BEGIN EXCERPT PROVIDED

The Court held that the degree of freedom of the designer was high because pavilions could take all basic shapes imaginable (round, oval, rectangular, pentagonal) and did not necessarily have to include movable side walls. There were no legal requirements limiting freedom. The Court rejected arguments that technical necessities linked to inserting lighting limited design freedom. It also rejected the argument that saturation of the design corpus limited design freedom, noting that evidence of saturation must relate to the filing/priority date of the design in question and that later internet searches were not probative.
Comparing registered views only, common features between the prior design and the design in question (six supports, similar frame, integrated sides, double roof) outweighed minor differences in frame structure, curtain colour and LED string, which were secondary and not dominant. The fact that a national court had found differently was irrelevant. National interim findings did not bind EU bodies. The General Court upheld the finding of lack of individual character and rejected the appeal.
What this means for you: where design freedom is high, only pronounced differences will shift the informed user's overall impression. Evidence of market saturation must relate to the priority/filing date of the design in question. Where the market is saturated, small differences between a design and the design corpus are more likely to be noticed by the informed user (such that those differences are sufficient to confer individual character).

END EXCERPT PROVIDED

### JOB 1
Please copy the pavilion design ruling summary word for word, everything from "Comparing registered views" down to "rejected the appeal.".
### JOB 2
Write the next part of the pavilion design ruling summary, starting after its final sentence.

BEGIN DATA

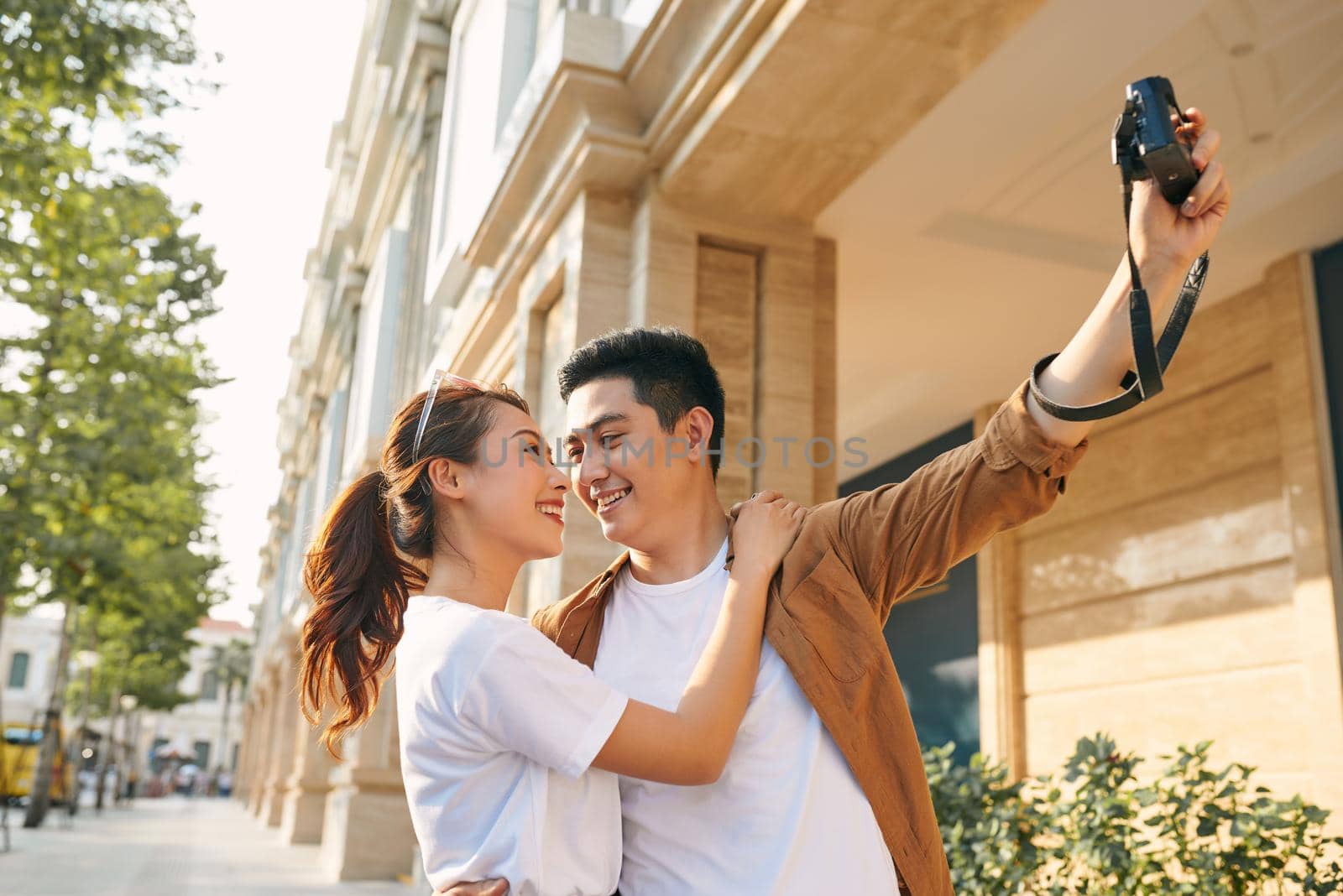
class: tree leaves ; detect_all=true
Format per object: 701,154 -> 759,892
924,734 -> 1343,896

END DATA

### RESULT 1
Comparing registered views only, common features between the prior design and the design in question (six supports, similar frame, integrated sides, double roof) outweighed minor differences in frame structure, curtain colour and LED string, which were secondary and not dominant. The fact that a national court had found differently was irrelevant. National interim findings did not bind EU bodies. The General Court upheld the finding of lack of individual character and rejected the appeal.

### RESULT 2
In three parallel invalidity proceedings, the General Court has dismissed appeals by Turkish snack manufacturer Eti and upheld the EUIPO's decisions declaring three of its RCDs invalid (one such RCD depicted on the left below). The three RCDs depicted packaging for cheese-flavoured snack sticks featuring the word element 'CRAX' (or variations thereof) prominently displayed alongside Eti's branding. The case is interesting because the designs were held invalid on the basis that they were in conflict with Star Foods earlier Romanian figurative trade mark registration for KRAX, registered for cereal-based snack products (depicted on the right below).
The Board of Appeal found a likelihood of confusion, concluding that the goods were complementary and therefore similar. The General Court agreed that 'KRAX' and 'CRAX' were the most distinctive and dominant elements in the designs/marks, with all other components playing secondary roles. Visually, the signs were similar to an average degree, as three out of four letters coincided in the sequence 'R-A-X', all depicted in stylised upper-case letters with a similar three-dimensional effect. Phonetically, the Court found a high (or average) degree of similarity, noting that consumers tend to abbreviate marks orally and would likely pronounce only the dominant 'CRAX' element. Whilst the signs were conceptually different due to descriptive elements, this did not outweigh the visual and phonetic similarities.
What this mean for you: design owners need to be careful when incorporating word elements into their designs that are similar to earlier trade marks, even where the designs contain additional distinctive elements.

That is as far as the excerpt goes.